I never wanted things to change, that was my biggest fear. It makes me so mad that my Mom is treating me differently. She just needs to stop. There are no words.

June 21, 2012

This diagnosis has made me realize everything I've missed out on during the five year process. Things like high school dances, junior prom, friends, dating and boyfriends. Ive been on one date and I've never had a boyfriend. I thought there would be time when this was all over and everything came out fine but everything wasn't fine. I feel like I've missed out on so much and time is just slowly slipping away from me. Id give anything to get that back, because those memories cant be recreated or replaced you only have one chance I lost that chance.

June 12, 2012

That moment where for the first time in the past five years, when the secretary asks whats the reason for the appointment and you admit to someone, "I have MS". Its a quick change but one you didn't expect. You've gone from saying my doctor thinks I have MS to I have Ms. Things are starting to sink in...

June 11, 2012

I feel like a horrible friend but my sympathy is running very thin. I'm pulling  away because I'm jealous of your stupid little problems. I wish my biggest problems were with not getting invited to a party or because a guy didn't like me. Or even because someone didn't text me back. Seriously, I'd kill for that.

Because right now I'm dealing with trying to find specialists and picking out how many times a week I want to take injections. I'm going to have to learn how to stab myself to give myself medicine. So I'm sorry if I can't handle your problems because they seem so stupid to me.

## [The data]
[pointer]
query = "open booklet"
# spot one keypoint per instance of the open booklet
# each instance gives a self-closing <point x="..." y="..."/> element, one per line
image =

## [Things to do]
a) Rewrite the paragraph in the diary entries that begins "This diagnosis has made me realize" as a shorter paragraph that keeps its main facts.
b) Reproduce the part of the diary entries starting with "This diagnosis has" and going on through "lost that chance.".

## [Answers for the tasks]
a) The diagnosis made the writer see what the five-year process cost: high school dances, junior prom, friends, dating and boyfriends. The writer has been on one date and has never had a boyfriend. The writer expected there would be time once everything turned out fine, but it didn't turn out fine. Time feels like it is slipping away, and those memories can't be recreated or replaced.

b)
This diagnosis has made me realize everything I've missed out on during the five year process. Things like high school dances, junior prom, friends, dating and boyfriends. Ive been on one date and I've never had a boyfriend. I thought there would be time when this was all over and everything came out fine but everything wasn't fine. I feel like I've missed out on so much and time is just slowly slipping away from me. Id give anything to get that back, because those memories cant be recreated or replaced you only have one chance I lost that chance.